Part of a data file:
★ ★ ★ ★ ★

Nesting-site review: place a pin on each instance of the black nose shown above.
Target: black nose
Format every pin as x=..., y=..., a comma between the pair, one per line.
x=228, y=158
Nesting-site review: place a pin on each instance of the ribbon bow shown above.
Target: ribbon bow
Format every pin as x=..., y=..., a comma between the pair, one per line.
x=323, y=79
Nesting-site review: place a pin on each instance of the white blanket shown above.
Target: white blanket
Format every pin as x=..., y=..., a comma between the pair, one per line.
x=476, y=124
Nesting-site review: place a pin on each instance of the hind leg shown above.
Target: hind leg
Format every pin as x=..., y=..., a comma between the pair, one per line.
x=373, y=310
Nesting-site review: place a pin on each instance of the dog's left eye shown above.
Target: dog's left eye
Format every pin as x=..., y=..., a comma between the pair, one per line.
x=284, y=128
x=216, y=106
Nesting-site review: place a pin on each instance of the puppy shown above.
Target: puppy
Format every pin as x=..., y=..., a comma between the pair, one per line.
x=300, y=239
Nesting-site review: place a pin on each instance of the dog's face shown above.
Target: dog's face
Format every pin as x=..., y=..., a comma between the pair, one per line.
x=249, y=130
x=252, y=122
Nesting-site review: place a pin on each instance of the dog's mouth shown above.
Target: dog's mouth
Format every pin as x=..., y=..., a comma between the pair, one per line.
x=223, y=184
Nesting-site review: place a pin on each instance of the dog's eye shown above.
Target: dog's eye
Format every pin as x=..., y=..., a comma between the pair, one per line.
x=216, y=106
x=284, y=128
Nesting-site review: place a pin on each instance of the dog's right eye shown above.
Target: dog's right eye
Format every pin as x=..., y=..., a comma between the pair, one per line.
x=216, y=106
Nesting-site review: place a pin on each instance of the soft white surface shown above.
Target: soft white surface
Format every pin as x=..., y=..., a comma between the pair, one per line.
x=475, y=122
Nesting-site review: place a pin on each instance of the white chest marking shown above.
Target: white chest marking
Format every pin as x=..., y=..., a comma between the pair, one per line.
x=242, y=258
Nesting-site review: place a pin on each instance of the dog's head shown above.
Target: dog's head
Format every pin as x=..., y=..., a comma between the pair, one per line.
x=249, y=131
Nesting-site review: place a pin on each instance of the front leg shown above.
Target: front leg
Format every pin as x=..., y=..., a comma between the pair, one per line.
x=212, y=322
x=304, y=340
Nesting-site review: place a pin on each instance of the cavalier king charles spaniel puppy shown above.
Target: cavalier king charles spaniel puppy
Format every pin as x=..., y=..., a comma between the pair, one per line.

★ ★ ★ ★ ★

Copy every line in the stretch from the start of the listing through "x=323, y=79", and adjust each coordinate value in the answers by -114.

Nesting-site review: place a pin on each instance of the black nose shown above.
Target: black nose
Format every pin as x=..., y=..., a comma between the pair, one per line.
x=114, y=44
Nesting-site review: place a pin on each instance of the ribbon bow shown above.
Target: ribbon bow
Format every pin as x=..., y=..., a comma between the pair, one per line.
x=209, y=-35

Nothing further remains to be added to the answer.